» **Written request**:
Arrange every line of the entries below as a Markdown table with the columns "Row" and "Line", numbering the lines in order and leaving out blank lines. Leave the pictures out of the table.

» **Source data**:

———

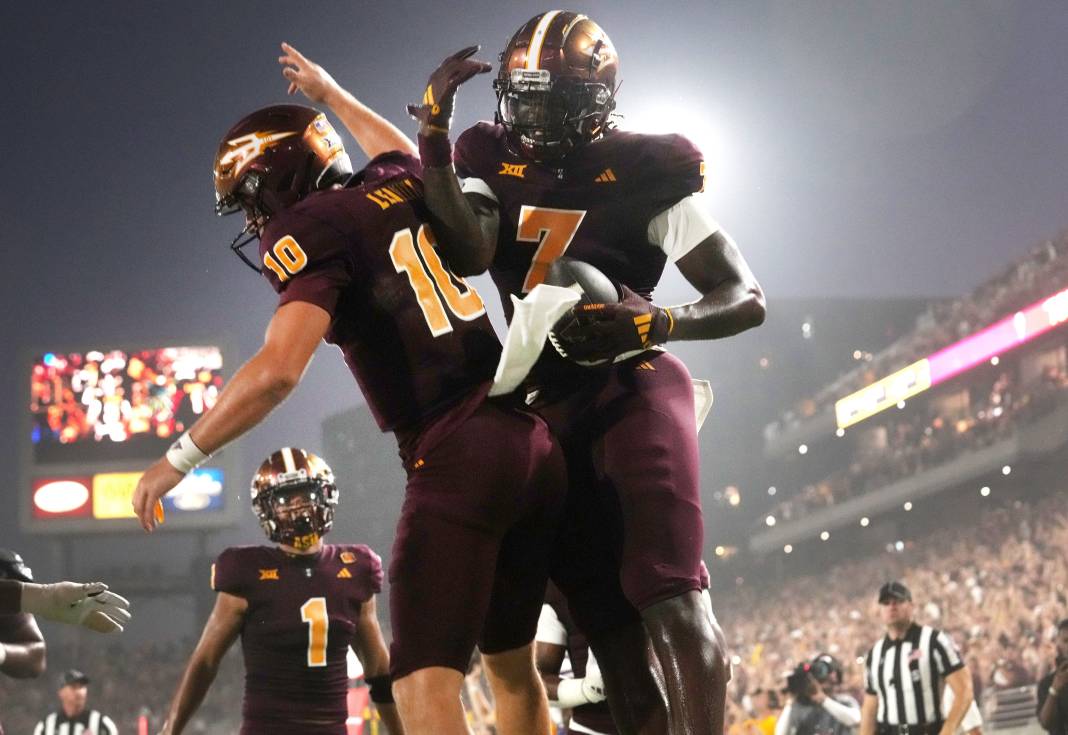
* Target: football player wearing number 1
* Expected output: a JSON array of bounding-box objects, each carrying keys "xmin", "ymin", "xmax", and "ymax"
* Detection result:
[
  {"xmin": 134, "ymin": 93, "xmax": 566, "ymax": 735},
  {"xmin": 409, "ymin": 11, "xmax": 765, "ymax": 735},
  {"xmin": 162, "ymin": 448, "xmax": 404, "ymax": 735}
]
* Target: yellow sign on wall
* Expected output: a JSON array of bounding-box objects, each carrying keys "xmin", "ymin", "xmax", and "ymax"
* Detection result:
[
  {"xmin": 834, "ymin": 358, "xmax": 931, "ymax": 428},
  {"xmin": 93, "ymin": 472, "xmax": 143, "ymax": 519}
]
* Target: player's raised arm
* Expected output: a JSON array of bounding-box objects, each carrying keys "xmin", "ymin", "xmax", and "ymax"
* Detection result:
[
  {"xmin": 0, "ymin": 614, "xmax": 45, "ymax": 678},
  {"xmin": 134, "ymin": 301, "xmax": 331, "ymax": 531},
  {"xmin": 352, "ymin": 597, "xmax": 404, "ymax": 735},
  {"xmin": 408, "ymin": 46, "xmax": 499, "ymax": 276},
  {"xmin": 162, "ymin": 592, "xmax": 249, "ymax": 735},
  {"xmin": 278, "ymin": 43, "xmax": 418, "ymax": 158}
]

———

» **Result of this exercise**:
| Row | Line |
|---|---|
| 1 | * Target: football player wearing number 1 |
| 2 | * Expected output: a JSON array of bounding-box objects, each carrying keys "xmin", "ymin", "xmax", and "ymax" |
| 3 | * Detection result: |
| 4 | [ |
| 5 |   {"xmin": 134, "ymin": 93, "xmax": 566, "ymax": 735}, |
| 6 |   {"xmin": 409, "ymin": 11, "xmax": 765, "ymax": 735}, |
| 7 |   {"xmin": 162, "ymin": 448, "xmax": 404, "ymax": 735} |
| 8 | ] |
| 9 | * Target: yellow sign on wall |
| 10 | * Expected output: a JSON array of bounding-box objects, each carrying keys "xmin", "ymin", "xmax", and "ymax" |
| 11 | * Detection result: |
| 12 | [ |
| 13 |   {"xmin": 834, "ymin": 358, "xmax": 931, "ymax": 428}, |
| 14 |   {"xmin": 93, "ymin": 472, "xmax": 143, "ymax": 519} |
| 15 | ] |
| 16 | * Target: player's raised arm |
| 17 | * Expected output: a JSON array of bounding-box objects, each carrying keys "xmin", "ymin", "xmax", and "ymax" |
| 18 | * Detection result: |
| 19 | [ |
| 20 |   {"xmin": 0, "ymin": 614, "xmax": 45, "ymax": 678}, |
| 21 |   {"xmin": 134, "ymin": 301, "xmax": 331, "ymax": 531}, |
| 22 |   {"xmin": 352, "ymin": 597, "xmax": 404, "ymax": 735}, |
| 23 |   {"xmin": 408, "ymin": 46, "xmax": 499, "ymax": 276}, |
| 24 |   {"xmin": 162, "ymin": 592, "xmax": 249, "ymax": 735}, |
| 25 |   {"xmin": 278, "ymin": 43, "xmax": 418, "ymax": 158} |
| 26 | ] |